_SET PROBLEM_: Count the lines in the records below that contain the string "column", treating case as significant. Give only the number.

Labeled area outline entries
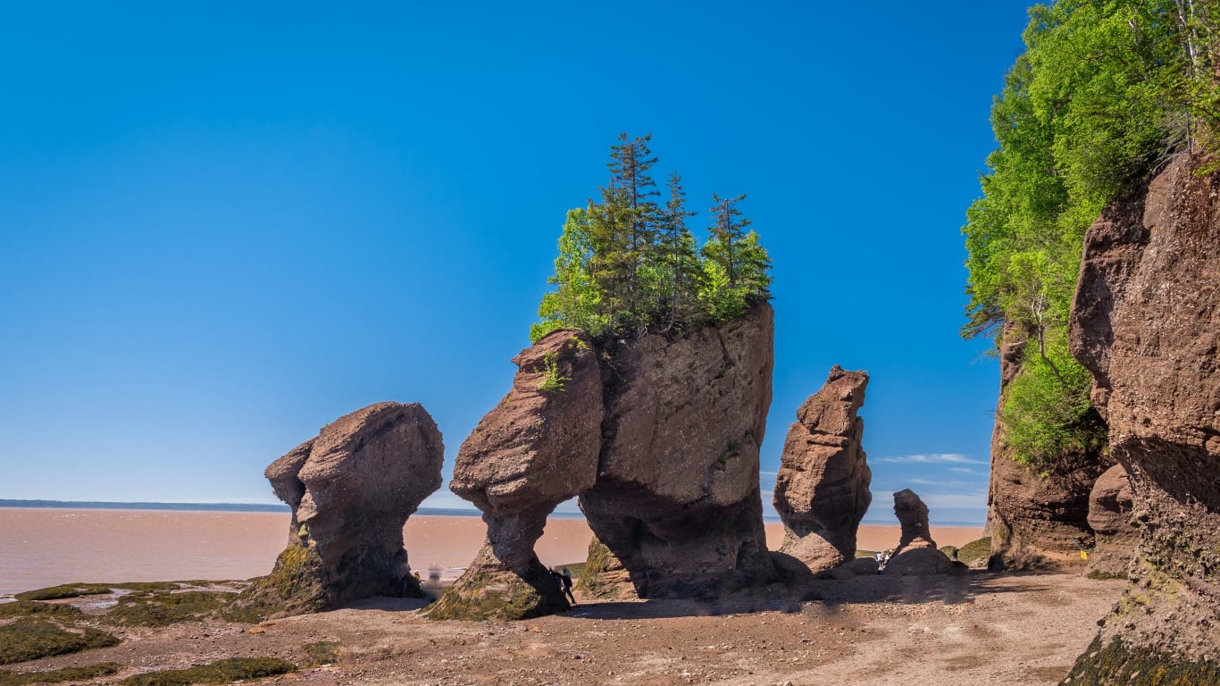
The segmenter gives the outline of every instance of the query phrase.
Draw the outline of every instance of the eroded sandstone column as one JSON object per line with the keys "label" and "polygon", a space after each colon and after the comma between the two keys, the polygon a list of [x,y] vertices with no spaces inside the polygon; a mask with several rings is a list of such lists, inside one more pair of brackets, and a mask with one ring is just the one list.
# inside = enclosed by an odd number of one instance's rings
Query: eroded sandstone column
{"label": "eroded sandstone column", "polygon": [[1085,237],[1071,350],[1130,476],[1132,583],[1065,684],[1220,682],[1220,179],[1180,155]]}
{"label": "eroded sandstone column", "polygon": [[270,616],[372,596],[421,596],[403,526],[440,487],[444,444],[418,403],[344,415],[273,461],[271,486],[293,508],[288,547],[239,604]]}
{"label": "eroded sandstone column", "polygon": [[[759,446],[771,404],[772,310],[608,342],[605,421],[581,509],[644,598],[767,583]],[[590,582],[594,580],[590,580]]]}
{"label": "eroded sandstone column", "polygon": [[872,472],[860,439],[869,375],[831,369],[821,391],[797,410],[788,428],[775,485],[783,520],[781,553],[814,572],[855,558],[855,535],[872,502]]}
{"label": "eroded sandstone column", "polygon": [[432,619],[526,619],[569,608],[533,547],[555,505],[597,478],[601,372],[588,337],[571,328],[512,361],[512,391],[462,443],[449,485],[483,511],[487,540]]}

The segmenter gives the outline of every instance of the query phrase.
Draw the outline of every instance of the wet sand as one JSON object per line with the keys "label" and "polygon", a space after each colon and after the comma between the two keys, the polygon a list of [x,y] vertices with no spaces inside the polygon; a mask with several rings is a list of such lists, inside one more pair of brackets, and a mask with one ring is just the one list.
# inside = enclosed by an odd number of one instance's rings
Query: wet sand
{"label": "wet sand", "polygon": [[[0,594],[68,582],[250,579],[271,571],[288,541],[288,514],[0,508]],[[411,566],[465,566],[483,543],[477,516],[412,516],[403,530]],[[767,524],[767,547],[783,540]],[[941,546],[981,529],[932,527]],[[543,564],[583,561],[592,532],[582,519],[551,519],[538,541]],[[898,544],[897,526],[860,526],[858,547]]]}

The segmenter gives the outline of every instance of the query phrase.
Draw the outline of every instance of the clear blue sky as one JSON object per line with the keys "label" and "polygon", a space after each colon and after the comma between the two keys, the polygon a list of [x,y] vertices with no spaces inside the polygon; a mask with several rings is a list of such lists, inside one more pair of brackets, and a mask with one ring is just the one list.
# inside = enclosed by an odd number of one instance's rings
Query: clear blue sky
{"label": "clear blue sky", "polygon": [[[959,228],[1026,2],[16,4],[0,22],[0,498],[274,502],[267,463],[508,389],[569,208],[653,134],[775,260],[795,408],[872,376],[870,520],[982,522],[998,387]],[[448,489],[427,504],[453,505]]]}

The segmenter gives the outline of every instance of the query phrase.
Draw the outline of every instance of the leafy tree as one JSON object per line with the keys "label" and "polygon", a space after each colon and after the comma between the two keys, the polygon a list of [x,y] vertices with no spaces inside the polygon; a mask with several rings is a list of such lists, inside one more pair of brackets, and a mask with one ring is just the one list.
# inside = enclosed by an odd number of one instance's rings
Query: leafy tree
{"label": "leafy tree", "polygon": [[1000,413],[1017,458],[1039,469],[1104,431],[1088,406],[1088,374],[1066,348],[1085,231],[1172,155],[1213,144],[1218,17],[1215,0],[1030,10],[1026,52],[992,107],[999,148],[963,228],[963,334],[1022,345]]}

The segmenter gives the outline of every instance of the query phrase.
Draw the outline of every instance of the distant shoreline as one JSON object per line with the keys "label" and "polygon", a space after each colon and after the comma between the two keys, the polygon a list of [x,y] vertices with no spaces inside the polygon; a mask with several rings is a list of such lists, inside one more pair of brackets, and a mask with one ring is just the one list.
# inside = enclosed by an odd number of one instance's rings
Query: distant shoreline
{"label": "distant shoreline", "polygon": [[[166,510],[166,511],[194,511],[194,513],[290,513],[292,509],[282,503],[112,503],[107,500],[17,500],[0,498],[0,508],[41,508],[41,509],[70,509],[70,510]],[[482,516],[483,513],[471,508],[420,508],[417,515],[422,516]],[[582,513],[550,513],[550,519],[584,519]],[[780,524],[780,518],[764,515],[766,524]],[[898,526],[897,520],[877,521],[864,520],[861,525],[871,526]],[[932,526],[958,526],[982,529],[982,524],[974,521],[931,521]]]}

* * *

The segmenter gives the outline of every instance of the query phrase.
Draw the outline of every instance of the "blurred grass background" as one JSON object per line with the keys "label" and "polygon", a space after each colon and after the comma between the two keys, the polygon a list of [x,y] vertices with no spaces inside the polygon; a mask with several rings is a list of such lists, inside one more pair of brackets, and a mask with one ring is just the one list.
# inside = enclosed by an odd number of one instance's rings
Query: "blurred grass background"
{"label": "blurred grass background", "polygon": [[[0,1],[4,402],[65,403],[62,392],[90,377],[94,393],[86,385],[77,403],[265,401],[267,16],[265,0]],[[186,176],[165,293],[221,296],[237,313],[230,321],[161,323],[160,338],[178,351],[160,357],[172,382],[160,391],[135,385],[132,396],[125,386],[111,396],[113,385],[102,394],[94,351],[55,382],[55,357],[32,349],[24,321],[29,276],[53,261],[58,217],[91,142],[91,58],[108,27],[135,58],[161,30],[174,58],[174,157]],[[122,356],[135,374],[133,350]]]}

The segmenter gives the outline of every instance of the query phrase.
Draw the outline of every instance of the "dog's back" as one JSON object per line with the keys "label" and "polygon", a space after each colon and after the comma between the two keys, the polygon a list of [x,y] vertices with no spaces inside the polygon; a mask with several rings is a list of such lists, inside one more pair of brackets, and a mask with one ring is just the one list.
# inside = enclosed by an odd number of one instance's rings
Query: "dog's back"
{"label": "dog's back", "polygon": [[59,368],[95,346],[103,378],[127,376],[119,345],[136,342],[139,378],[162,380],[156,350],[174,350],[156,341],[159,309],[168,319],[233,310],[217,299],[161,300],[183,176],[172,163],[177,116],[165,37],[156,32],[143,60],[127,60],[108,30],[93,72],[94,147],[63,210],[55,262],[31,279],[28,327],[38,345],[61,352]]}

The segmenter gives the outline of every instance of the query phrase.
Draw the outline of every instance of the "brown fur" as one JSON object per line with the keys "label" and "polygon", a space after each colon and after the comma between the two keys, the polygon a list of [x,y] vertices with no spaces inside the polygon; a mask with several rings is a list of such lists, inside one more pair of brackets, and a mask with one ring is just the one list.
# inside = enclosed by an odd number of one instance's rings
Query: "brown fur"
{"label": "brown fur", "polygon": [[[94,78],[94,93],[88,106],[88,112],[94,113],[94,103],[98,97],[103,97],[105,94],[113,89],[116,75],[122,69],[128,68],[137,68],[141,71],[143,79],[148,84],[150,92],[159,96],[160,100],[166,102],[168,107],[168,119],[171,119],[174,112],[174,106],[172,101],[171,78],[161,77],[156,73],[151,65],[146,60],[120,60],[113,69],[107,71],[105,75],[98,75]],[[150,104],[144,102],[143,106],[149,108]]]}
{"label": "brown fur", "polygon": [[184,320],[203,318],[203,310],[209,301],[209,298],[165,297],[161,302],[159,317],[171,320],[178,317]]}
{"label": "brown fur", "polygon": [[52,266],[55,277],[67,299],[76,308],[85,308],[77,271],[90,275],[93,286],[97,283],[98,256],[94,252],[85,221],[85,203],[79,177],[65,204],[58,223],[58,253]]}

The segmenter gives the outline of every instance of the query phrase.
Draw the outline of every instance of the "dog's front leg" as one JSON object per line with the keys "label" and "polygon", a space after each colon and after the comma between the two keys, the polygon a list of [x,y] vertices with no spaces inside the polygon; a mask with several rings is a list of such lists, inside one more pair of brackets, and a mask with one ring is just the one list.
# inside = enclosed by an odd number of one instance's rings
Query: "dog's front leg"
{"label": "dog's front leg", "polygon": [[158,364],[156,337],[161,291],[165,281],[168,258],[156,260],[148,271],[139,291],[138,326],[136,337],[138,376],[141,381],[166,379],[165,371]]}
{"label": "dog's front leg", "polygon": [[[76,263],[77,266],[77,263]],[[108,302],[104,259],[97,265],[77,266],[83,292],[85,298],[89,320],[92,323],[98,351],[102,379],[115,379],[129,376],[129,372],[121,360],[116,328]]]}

==

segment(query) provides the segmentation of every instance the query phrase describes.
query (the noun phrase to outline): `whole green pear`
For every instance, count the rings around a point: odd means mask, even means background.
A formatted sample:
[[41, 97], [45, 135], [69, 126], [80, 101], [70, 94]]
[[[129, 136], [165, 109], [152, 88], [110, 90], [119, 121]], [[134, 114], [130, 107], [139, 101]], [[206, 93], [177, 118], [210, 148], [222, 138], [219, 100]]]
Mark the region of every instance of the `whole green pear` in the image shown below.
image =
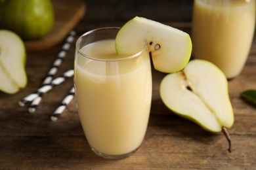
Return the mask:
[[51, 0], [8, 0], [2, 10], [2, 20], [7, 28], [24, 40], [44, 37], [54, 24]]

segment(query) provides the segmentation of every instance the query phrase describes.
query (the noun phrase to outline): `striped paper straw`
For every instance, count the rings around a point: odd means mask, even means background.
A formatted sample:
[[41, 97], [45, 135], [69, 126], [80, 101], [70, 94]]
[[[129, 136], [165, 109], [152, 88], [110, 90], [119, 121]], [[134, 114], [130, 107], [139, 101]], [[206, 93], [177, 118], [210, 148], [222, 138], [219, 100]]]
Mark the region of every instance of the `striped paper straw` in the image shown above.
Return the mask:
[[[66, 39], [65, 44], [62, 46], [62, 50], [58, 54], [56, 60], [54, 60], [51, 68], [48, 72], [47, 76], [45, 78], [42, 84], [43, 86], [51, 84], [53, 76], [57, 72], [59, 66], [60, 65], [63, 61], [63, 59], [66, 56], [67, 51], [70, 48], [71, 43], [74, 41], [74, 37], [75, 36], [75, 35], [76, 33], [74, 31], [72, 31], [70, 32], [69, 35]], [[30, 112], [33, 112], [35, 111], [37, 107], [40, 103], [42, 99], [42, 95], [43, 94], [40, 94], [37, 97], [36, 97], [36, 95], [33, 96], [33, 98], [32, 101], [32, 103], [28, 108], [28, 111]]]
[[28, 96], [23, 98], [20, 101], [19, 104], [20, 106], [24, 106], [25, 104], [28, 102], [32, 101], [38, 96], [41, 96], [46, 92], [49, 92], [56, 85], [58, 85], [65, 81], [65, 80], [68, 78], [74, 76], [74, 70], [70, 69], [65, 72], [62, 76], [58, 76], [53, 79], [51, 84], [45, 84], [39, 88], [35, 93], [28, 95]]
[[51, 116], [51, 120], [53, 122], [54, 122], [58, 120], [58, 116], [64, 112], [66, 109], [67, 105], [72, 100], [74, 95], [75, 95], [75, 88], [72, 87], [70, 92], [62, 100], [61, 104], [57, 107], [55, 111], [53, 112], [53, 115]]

_WRITTEN ANSWER_: 7